▸ **AUFGABE**: Ersetze in sämtlichen Zeilen unten „Target“ durch „Label“ und gib die Zeilen ansonsten unverändert wieder, jedoch ohne die Bilder.

==== DATENTEIL

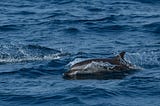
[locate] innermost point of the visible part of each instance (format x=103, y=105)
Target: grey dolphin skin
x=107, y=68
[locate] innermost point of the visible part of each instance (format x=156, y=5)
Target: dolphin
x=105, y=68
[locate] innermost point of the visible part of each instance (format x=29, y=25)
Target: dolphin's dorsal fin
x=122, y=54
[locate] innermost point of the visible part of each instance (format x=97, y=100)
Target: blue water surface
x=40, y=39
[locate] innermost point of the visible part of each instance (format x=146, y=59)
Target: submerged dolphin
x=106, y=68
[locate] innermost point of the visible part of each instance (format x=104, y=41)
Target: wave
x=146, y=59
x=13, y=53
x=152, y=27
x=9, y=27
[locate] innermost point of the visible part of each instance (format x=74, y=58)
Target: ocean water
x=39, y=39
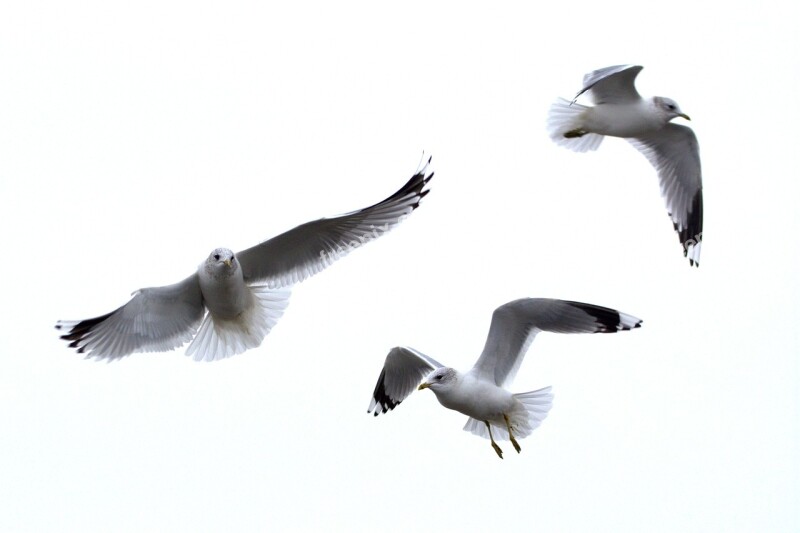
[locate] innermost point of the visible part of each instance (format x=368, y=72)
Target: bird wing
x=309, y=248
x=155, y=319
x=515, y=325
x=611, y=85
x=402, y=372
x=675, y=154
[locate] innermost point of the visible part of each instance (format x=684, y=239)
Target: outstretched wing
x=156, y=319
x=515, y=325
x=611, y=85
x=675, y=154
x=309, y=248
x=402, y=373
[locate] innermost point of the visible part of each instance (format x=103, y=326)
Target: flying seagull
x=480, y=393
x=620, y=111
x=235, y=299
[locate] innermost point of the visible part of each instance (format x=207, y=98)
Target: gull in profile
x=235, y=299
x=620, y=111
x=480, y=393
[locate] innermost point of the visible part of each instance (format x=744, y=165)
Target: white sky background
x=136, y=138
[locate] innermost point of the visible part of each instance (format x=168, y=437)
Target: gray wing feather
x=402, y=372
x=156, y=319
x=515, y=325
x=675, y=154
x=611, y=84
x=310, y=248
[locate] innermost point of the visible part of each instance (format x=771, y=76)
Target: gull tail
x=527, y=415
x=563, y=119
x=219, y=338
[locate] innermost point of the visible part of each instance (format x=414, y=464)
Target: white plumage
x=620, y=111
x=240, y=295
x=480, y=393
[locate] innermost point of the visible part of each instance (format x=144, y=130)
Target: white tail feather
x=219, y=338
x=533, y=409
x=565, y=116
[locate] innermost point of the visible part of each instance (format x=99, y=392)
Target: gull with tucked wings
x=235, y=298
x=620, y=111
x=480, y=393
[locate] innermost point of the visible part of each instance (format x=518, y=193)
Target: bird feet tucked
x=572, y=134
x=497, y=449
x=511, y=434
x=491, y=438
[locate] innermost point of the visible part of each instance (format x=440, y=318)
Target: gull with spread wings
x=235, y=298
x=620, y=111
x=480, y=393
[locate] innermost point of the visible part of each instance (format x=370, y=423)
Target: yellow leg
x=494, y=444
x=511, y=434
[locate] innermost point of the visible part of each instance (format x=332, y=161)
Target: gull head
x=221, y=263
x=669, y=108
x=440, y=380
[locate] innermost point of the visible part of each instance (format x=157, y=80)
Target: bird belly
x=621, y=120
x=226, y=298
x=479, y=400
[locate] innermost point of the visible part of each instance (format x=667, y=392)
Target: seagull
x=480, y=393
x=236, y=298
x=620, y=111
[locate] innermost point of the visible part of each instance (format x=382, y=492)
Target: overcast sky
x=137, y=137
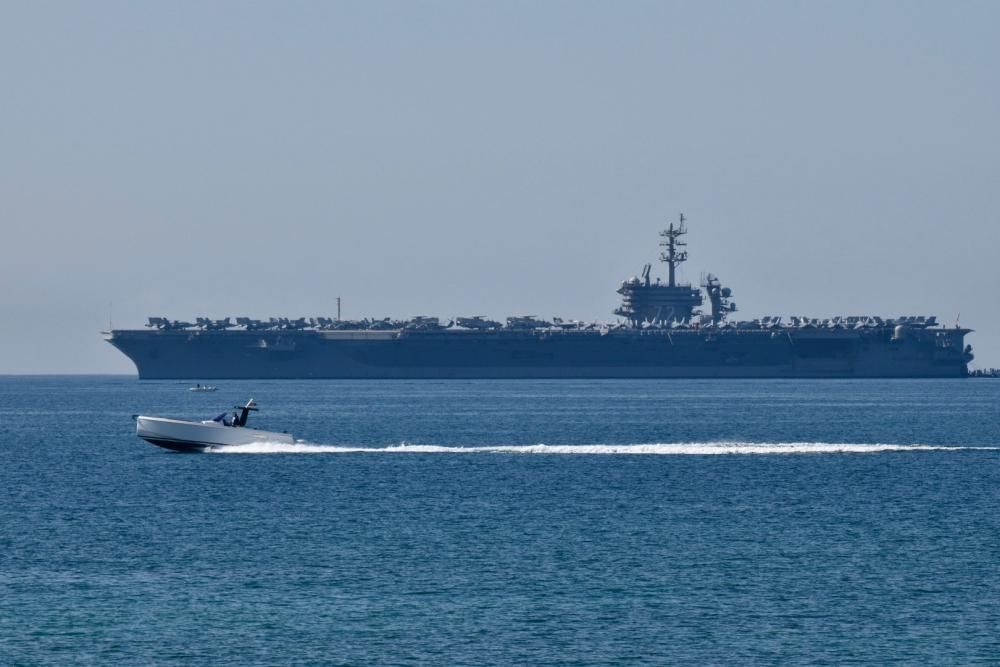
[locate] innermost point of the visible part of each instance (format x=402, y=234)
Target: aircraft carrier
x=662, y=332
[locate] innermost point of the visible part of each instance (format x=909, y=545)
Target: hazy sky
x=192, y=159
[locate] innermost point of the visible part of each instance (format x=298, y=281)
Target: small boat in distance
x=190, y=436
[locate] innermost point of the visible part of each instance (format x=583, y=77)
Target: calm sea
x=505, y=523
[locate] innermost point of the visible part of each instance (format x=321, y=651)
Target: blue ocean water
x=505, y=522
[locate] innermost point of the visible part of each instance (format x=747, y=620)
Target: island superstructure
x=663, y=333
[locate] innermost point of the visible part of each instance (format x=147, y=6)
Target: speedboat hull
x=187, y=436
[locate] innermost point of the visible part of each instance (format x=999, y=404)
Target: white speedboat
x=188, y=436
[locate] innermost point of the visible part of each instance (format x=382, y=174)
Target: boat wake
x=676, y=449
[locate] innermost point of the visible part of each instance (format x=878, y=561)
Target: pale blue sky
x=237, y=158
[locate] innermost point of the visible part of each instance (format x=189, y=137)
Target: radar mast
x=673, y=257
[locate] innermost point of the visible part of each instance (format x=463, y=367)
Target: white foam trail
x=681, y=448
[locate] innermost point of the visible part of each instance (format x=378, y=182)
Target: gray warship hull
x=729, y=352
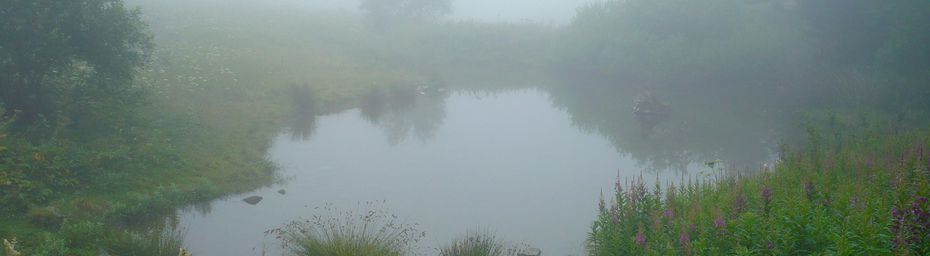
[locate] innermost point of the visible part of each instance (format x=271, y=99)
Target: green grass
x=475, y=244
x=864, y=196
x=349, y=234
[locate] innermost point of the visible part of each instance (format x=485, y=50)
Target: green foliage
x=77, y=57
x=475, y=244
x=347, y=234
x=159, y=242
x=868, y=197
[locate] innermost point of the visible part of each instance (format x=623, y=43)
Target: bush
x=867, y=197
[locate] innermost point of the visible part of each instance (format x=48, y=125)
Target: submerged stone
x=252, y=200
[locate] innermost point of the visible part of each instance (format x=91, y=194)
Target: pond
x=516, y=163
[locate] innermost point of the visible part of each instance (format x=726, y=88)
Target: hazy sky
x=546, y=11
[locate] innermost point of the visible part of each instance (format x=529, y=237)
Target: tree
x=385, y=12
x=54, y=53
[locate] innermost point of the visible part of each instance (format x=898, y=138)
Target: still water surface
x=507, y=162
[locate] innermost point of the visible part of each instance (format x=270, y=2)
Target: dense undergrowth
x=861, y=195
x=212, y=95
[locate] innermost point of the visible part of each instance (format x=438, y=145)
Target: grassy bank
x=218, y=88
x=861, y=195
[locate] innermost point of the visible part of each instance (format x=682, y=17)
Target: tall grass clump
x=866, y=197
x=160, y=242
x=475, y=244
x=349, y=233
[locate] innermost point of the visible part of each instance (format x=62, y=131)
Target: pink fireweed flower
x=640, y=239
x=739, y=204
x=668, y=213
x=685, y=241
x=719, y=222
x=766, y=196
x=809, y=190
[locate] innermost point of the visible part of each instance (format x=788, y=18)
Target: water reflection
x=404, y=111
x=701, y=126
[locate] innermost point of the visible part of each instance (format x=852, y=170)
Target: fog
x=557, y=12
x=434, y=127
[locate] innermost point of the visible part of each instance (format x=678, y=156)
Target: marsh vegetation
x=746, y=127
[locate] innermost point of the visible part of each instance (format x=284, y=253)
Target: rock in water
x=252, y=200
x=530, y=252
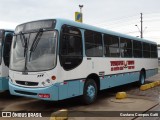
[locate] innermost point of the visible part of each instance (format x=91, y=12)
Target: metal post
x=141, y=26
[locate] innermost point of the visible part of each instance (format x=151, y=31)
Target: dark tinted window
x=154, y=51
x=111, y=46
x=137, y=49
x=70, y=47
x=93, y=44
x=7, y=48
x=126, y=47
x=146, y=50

========

▸ **GELÖSTE AUFGABE**:
[locate] innermost point of the visible part of each instance (format x=103, y=105)
Label: grey dolphin skin
x=107, y=68
[locate] innermost point of the visible part of each instance (format x=156, y=5)
Label: dolphin
x=105, y=68
[locate] innermost point of the visible part of each instance (format x=29, y=25)
Label: dolphin's dorsal fin
x=122, y=54
[locate] innermost point of the visible part of each instance (format x=97, y=100)
Label: blue water surface
x=40, y=39
[locate] innermost point of the visible part of each instance (format x=146, y=59)
Label: submerged dolphin
x=106, y=68
[locate] innermost point of the visible part of each instance (format x=104, y=41)
Label: wave
x=146, y=59
x=13, y=53
x=152, y=27
x=9, y=27
[locate] innermost point of the visible part of each instance (format x=74, y=58)
Label: ocean water
x=39, y=39
[locate] innermost point of the visible part of each instance (format x=368, y=72)
Label: bird wing
x=309, y=248
x=155, y=319
x=515, y=325
x=611, y=85
x=402, y=372
x=675, y=154
[locate] innermost point of the visible part of each instance (format x=684, y=239)
Label: outstretched wing
x=156, y=319
x=515, y=325
x=611, y=85
x=675, y=154
x=309, y=248
x=402, y=373
[locate] innermost point of the visible part of each instance (format x=103, y=326)
Label: flying seagull
x=480, y=393
x=620, y=111
x=235, y=299
[locate] innermost point of the visible part of each instance (format x=207, y=98)
Label: gull in profile
x=235, y=299
x=620, y=111
x=480, y=393
[locate] innermost point of the visible part of each instance (format x=744, y=165)
Label: white sky background
x=136, y=138
[locate] innermost point of the visible part of each instance (format x=168, y=437)
Label: gray wing feather
x=402, y=372
x=156, y=319
x=515, y=325
x=675, y=154
x=611, y=84
x=310, y=248
[locate] innermost point of the visible part of each instance (format x=771, y=76)
Label: gull tail
x=527, y=415
x=563, y=119
x=219, y=338
[locate] innermost point of the visible part of each instance (format x=414, y=464)
Label: white plumage
x=620, y=111
x=240, y=295
x=480, y=393
[locate] innermost point of the visible part of each instance (format x=144, y=130)
Label: white tail feather
x=219, y=338
x=533, y=409
x=565, y=116
[locate] innermost point of the visible part of each instance (format x=99, y=392)
Label: gull with tucked wings
x=235, y=298
x=620, y=111
x=480, y=393
[locate] innermost point of the visible part of each instance (format x=518, y=193)
Label: bird feet tucked
x=572, y=134
x=497, y=449
x=511, y=434
x=491, y=438
[locate] innermost point of the visible part of each instance (format x=440, y=318)
Label: gull with spread wings
x=235, y=298
x=620, y=111
x=480, y=393
[locate] innermost point of the visible part of each instance (format x=370, y=423)
Label: yellow leg
x=494, y=444
x=511, y=434
[locate] innermost point of the visible part of each instance (format x=332, y=161)
Label: gull head
x=221, y=263
x=669, y=108
x=440, y=380
[locate] innermost point of the visible part of each instance (format x=157, y=80)
Label: bird belly
x=621, y=120
x=226, y=298
x=479, y=400
[locate] innermost point of the visible part of each instance (format x=667, y=392)
Label: seagull
x=480, y=393
x=236, y=298
x=620, y=111
[locate] innermost point of the visible part of each instance (format x=382, y=492)
Label: overcast sky
x=137, y=137
[locate] innermost point of the visible part of each instance (format x=402, y=234)
Label: aircraft carrier
x=662, y=332
[locate] innermost point of the visible part of each instance (format x=909, y=545)
Label: hazy sky
x=192, y=159
[locate] innermost point of the visible part of each instance (format x=298, y=281)
Label: small boat in distance
x=190, y=436
[locate] innermost point of the visible part of each instance (format x=583, y=77)
Label: calm sea
x=505, y=523
[locate] innermost point of the visible part of each instance (format x=321, y=651)
Label: blue ocean water
x=505, y=522
[locate] innermost point of the visible part of each instance (format x=747, y=620)
Label: island superstructure
x=663, y=333
[locate] innermost point of the visible part of each instance (format x=147, y=6)
Label: speedboat hull
x=187, y=436
[locate] innermost point of the visible part of each instance (format x=999, y=404)
Label: white speedboat
x=188, y=436
[locate] innermost point of the visible part of each instance (format x=382, y=174)
Label: boat wake
x=676, y=449
[locate] innermost point of the visible part of each instance (format x=878, y=561)
Label: pale blue sky
x=237, y=158
[locate] innermost point of the visible part of each instance (format x=189, y=137)
Label: radar mast
x=673, y=257
[locate] innermost point of the visible part of each instance (format x=463, y=367)
Label: white foam trail
x=681, y=448
[locate] innermost point of the visible part of each instance (format x=378, y=182)
Label: gray warship hull
x=729, y=352
[locate] innermost point of the visible part of each instance (format x=271, y=99)
Label: green grass
x=475, y=244
x=864, y=196
x=349, y=234
[locate] innermost point of the visible part of each instance (format x=485, y=50)
Label: green foliage
x=77, y=57
x=475, y=244
x=347, y=234
x=159, y=242
x=868, y=197
[locate] innermost point of the visible part of each instance (format x=623, y=43)
Label: bush
x=867, y=197
[locate] innermost point of the visible part of each instance (format x=48, y=125)
Label: submerged stone
x=252, y=200
[locate] innermost point of the visible part of each instance (format x=91, y=194)
Label: pond
x=516, y=163
[locate] innermost point of the visible part of each instance (format x=726, y=88)
Label: hazy sky
x=546, y=11
[locate] innermost point of the visible part of each instance (format x=529, y=237)
Label: tree
x=385, y=12
x=54, y=53
[locate] innermost point of the visible part of each instance (format x=898, y=138)
Label: still water surface
x=507, y=162
[locate] innermost point of the visible part of each instance (format x=270, y=2)
Label: dense undergrowth
x=861, y=195
x=212, y=95
[locate] innermost point of the visible part of each instance (format x=438, y=145)
Label: grassy bank
x=218, y=88
x=861, y=195
[locate] innermost point of the visible part of each instance (format x=682, y=17)
Label: tall grass clump
x=866, y=197
x=160, y=242
x=475, y=244
x=349, y=233
[locate] innermost point of the visible part of each instance (format x=62, y=131)
Label: pink fireweed flower
x=640, y=239
x=739, y=204
x=668, y=213
x=685, y=241
x=719, y=222
x=766, y=196
x=809, y=190
[locate] innermost point of the visible part of each instance (format x=788, y=18)
Label: water reflection
x=404, y=111
x=701, y=126
[locate] innermost point of the visible part of each instance (format x=852, y=170)
Label: fog
x=557, y=12
x=434, y=127
[locate] innermost point of the visible part of each instance (format x=678, y=156)
Label: marsh vegetation
x=746, y=127
[locate] innermost point of the visible part of each instance (format x=284, y=253)
Label: rock in water
x=252, y=200
x=530, y=252
[locate] innermost point of the visible part of each instance (format x=91, y=12)
Label: metal post
x=141, y=26
[locate] innermost point of the visible part of each instance (format x=151, y=31)
Label: dark tinted window
x=154, y=51
x=111, y=46
x=137, y=49
x=70, y=47
x=93, y=44
x=7, y=48
x=126, y=47
x=146, y=50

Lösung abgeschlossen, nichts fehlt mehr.